■ Document segment
════
This set of software is to accompany the article (publication pending), please refer to it for more details on the project itself.

1. Requirements/Dependencies
2. Introduction
3. Important notes
- 3.1. Nextflow caching and storage capacity
- 3.2. Results directory structure
4. Software description

1. Requirements/Dependencies

Standard Anaconda installation (pandas < 1.0, numpy, Jupyter notebooks, etc).
tqdm -- for progress bars
swifter -- for parallelisation (speeds the dichotomisation up drastically)
pomegranate -- library for probability distributions
Nextflow -- for pipelines (link)

The conda environment file (stochastic_env.yml) is provided, and it is encouraged to use it, so no library version mismatch happen.

2. Introduction

Different parts of the project were implemented as either standalone python scripts, scripts as the part of the nextflow pipelines, Mathematica notebooks, or Jupyter notebooks (mostly for the later stages of the project)
════
■ Short exercise A
In the excerpt about the project software, replace "Anaconda" with "Miniconda", and give the part that opens with the words containing "This set of" and closes with "dichotomisation up drastically)".

■ Records supplied
════
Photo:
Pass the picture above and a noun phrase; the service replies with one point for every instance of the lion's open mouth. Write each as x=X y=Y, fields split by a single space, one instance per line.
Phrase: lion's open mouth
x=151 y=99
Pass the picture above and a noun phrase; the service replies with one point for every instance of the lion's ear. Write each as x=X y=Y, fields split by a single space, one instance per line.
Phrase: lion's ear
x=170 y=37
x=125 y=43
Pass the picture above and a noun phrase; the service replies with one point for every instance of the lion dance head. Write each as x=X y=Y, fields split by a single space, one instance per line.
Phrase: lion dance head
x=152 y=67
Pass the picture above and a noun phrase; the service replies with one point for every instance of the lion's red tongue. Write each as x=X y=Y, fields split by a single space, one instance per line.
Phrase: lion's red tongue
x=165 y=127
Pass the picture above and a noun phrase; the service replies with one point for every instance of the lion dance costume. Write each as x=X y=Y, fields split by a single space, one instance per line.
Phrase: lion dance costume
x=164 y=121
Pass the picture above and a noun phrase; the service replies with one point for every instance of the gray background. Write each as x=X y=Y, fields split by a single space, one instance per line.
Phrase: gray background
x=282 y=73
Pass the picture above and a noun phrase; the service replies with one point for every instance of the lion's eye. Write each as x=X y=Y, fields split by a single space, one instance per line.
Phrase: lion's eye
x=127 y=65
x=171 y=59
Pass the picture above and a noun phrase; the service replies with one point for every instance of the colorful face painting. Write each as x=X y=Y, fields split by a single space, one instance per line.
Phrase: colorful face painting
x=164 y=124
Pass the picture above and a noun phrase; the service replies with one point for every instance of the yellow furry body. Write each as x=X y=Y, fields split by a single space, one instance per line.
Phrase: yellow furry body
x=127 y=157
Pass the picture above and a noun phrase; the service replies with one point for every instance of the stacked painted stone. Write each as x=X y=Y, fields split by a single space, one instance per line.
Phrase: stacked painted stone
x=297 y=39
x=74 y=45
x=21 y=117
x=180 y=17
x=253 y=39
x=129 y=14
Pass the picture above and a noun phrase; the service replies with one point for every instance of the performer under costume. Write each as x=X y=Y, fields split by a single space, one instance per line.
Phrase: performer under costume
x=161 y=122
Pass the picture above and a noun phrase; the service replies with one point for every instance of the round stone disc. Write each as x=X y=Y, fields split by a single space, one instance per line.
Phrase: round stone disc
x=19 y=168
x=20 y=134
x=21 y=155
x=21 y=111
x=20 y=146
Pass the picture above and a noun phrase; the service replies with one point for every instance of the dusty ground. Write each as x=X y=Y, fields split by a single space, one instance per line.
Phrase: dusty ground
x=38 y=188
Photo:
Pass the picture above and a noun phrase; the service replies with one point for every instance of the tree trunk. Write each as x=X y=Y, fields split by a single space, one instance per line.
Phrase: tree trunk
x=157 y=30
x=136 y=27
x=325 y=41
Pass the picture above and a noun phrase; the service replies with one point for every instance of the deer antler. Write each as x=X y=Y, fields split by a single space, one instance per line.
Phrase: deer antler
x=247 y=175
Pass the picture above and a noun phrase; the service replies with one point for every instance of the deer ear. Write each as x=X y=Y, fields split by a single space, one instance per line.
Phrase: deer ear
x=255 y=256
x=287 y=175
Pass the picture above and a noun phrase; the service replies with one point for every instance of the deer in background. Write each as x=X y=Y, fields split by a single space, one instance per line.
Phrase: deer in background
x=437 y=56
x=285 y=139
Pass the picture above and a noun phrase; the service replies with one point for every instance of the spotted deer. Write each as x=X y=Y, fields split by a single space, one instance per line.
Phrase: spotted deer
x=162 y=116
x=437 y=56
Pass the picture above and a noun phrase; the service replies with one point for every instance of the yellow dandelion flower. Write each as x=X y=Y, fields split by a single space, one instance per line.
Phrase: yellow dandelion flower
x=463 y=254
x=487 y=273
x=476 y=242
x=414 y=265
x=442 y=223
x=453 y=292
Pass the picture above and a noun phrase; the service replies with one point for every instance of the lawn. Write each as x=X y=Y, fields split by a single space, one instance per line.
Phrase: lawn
════
■ Short exercise B
Reproduce word for word the part of the records that opens with their first line and closes with the line containing "x=164 y=121", both ends included.

■ Reply A
This set of software is to accompany the article (publication pending), please refer to it for more details on the project itself.

1. Requirements/Dependencies
2. Introduction
3. Important notes
- 3.1. Nextflow caching and storage capacity
- 3.2. Results directory structure
4. Software description

1. Requirements/Dependencies

Standard Miniconda installation (pandas < 1.0, numpy, Jupyter notebooks, etc).
tqdm -- for progress bars
swifter -- for parallelisation (speeds the dichotomisation up drastically)

■ Reply B
Photo:
Pass the picture above and a noun phrase; the service replies with one point for every instance of the lion's open mouth. Write each as x=X y=Y, fields split by a single space, one instance per line.
Phrase: lion's open mouth
x=151 y=99
Pass the picture above and a noun phrase; the service replies with one point for every instance of the lion's ear. Write each as x=X y=Y, fields split by a single space, one instance per line.
Phrase: lion's ear
x=170 y=37
x=125 y=43
Pass the picture above and a noun phrase; the service replies with one point for every instance of the lion dance head. Write each as x=X y=Y, fields split by a single space, one instance per line.
Phrase: lion dance head
x=152 y=67
Pass the picture above and a noun phrase; the service replies with one point for every instance of the lion's red tongue. Write each as x=X y=Y, fields split by a single space, one instance per line.
Phrase: lion's red tongue
x=165 y=127
Pass the picture above and a noun phrase; the service replies with one point for every instance of the lion dance costume. Write each as x=X y=Y, fields split by a single space, one instance per line.
Phrase: lion dance costume
x=164 y=121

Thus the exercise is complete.